* [Yapılacak Görevler]
A. Verilen metne göre devletler dünyasından bir dünya devletine geçişin neden kolay görünmediğini bir ila üç cümleyle açıklayın.
B. Verilen metinde "Dünyanın geleceğiyle ilgili" ile başlayıp "vd, 2006: 201)." ifadesine kadar süren bölümü birebir kopyalayın.

+++ Verilen Metin

Dünyanın geleceğiyle ilgili temel sorun, küresel alışverişlerin bizi, kültürlerin, ortak anlayışın, zevklerin, bilinçlerin homojenleşmesine mi götüreceği yoksa tam tersine özel, yerel, ulusal veya kıtasal duyguların egemenliğini korumaya devam mı edeceğidir? Aslında toplumları gelişmeye götüren yollardan biri de, özgünlüğünü kanıtlama isteği ile taklitçilik ilkesine uyarak her şeyi tektipleştirme eğilimi arasındaki çatışmadır. Bu diyalektiğin uluslar ve ulus grupları ölçeğinde yansımaları ise önemli bir faktör olarak ortaya çıkmaktadır (Allegre vd, 2006: 201).

Küreselleşme eğilimleri her ne kadar ulusal egemenlik ilkesini sınırlasa ve küresel dayanışmanın sonucu bir “dünya devleti” özlemi doğsa da, devletler dünyasından dünya devletine geçmek kolay gözükmemektedir. Öncelikle, siyasal,

ekonomik, toplumsal ve kültürel yapı ve gelişmişlik farkı, ortak çıkarlar saptamayı zorlaştırmaktır. Diğer taraftan, sadece AB kapsamında bile, birliğe üye ülkelerin kendi ulusal kimliklerinden vazgeçmeye yanaşmadıkları gözlemlenmektedir. Bu nedenle küreselleşme sürecinde, ayrı kimlik ve kültürel öğelere sahip ulusal devletlerin ortadan kalkacağını varsaymak, gerçekçi olmayacaktır (Kaplan, 1999:

188–189).

Ancak, buna aykırı düşünceyi savunanlar da vardır. Nitekim Benjamin Barber şu saptamayı yapmaktadır: “Dünyayı küreselleştirip tek bir Pazar haline getirmeye çalışan güçler, tüm küreyi benzer temalardan oluşan bir alan haline getirerek daha fazla kâr elde etmek için kültürlerin tekdüzeliğini dayatmaktadır (Barber, 1996).

Londra’lı bir insan 1939 yılında yatmış ve bugün uyanmış olsa, her şeyden önce eski Adanın ne ölçüde Avrupalaştığı ve Amerikanlaştığını fark edecekti. İlk şoku, sağ tarafındaki Starbucks ve solundakı Cafe Nero nedeniyle Putney High Street’de yaşayacak, Pizza ve Panini’yi her köşede bulurken, Talgpudding ve Spotted Dick’i (kurutulmuş meyva puding) uzunca bir süre araması gerekecekti. Geleneksel İngiliz birası yerine Alman birası içmek durumunda kalacaktı. Öte yandan Paris’in kalbinde her ne kadar bej ve kızıl renkli ahşapla döşenmiş, genç tarzındaki lambalar ve Victor Hugo’nun yapıtlarının sergilendiği cam bölmesiyle dünyanın en soylularından bir tanesi olsa bile, AB’nin kurucusu Jeanne Monet’in adını alan zarif 16. Arrondissement’deki meydan bile McDonalds’a “hayır” diyemeyecekti (Ash, 2004: 35–114)

++++++
+++ Kayıtlı Veriler

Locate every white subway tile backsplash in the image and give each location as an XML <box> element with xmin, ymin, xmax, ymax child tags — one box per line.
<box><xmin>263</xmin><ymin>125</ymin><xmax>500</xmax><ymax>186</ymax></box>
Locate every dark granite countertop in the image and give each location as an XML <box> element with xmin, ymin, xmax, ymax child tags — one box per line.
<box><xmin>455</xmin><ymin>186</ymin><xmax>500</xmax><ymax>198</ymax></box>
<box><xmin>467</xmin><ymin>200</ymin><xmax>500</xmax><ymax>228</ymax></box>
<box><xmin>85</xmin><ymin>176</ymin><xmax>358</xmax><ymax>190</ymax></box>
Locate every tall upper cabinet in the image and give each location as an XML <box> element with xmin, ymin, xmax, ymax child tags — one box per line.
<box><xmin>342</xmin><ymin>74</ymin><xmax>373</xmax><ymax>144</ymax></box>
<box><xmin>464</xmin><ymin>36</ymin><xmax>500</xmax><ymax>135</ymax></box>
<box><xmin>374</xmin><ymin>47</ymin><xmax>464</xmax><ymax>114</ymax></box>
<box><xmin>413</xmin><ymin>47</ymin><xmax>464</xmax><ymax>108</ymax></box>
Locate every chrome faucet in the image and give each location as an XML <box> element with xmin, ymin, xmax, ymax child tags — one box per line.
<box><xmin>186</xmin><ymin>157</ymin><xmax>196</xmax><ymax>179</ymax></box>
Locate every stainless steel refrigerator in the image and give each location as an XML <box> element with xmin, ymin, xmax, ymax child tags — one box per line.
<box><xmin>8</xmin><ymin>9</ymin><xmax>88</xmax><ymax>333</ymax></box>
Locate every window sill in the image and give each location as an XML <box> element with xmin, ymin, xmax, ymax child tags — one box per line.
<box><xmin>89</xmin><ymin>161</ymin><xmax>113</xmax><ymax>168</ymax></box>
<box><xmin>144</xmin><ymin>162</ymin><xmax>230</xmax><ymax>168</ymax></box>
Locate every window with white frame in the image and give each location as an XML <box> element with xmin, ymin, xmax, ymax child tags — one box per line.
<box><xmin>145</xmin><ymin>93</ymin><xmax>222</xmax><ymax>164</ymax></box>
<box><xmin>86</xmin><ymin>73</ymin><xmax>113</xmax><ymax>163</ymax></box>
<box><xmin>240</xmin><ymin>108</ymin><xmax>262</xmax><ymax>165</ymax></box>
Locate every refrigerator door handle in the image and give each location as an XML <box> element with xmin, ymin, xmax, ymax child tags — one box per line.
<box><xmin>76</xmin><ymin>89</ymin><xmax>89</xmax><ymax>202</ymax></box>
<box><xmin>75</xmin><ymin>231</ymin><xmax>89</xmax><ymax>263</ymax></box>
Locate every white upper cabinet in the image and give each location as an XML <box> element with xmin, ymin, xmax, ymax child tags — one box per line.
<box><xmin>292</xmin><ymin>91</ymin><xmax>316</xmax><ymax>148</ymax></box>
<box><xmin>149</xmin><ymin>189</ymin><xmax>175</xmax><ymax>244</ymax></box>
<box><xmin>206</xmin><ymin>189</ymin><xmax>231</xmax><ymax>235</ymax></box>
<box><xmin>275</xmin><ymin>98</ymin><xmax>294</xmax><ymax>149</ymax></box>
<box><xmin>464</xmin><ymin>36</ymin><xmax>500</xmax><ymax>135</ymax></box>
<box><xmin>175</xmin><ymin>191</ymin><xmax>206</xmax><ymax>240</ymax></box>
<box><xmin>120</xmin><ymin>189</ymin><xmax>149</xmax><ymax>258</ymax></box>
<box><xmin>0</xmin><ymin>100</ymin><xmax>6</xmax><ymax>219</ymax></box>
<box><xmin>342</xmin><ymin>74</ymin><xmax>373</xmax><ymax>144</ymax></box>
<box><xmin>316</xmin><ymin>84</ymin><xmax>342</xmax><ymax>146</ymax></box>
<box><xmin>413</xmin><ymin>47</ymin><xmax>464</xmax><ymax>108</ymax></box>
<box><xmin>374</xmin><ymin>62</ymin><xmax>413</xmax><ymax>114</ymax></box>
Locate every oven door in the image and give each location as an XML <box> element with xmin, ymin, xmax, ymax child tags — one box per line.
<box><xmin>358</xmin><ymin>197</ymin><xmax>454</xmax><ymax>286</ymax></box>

++++++

* [Alıştırma Sonuçları]
A. Ülkeler arasındaki siyasal, ekonomik, toplumsal ve kültürel yapı ve gelişmişlik farkları, ortak çıkarların saptanmasını zorlaştırıyor. Ayrıca yalnızca AB kapsamında bile üye ülkelerin kendi ulusal kimliklerinden vazgeçmeye yanaşmadıkları gözlemleniyor.

B.
Dünyanın geleceğiyle ilgili temel sorun, küresel alışverişlerin bizi, kültürlerin, ortak anlayışın, zevklerin, bilinçlerin homojenleşmesine mi götüreceği yoksa tam tersine özel, yerel, ulusal veya kıtasal duyguların egemenliğini korumaya devam mı edeceğidir? Aslında toplumları gelişmeye götüren yollardan biri de, özgünlüğünü kanıtlama isteği ile taklitçilik ilkesine uyarak her şeyi tektipleştirme eğilimi arasındaki çatışmadır. Bu diyalektiğin uluslar ve ulus grupları ölçeğinde yansımaları ise önemli bir faktör olarak ortaya çıkmaktadır (Allegre vd, 2006: 201).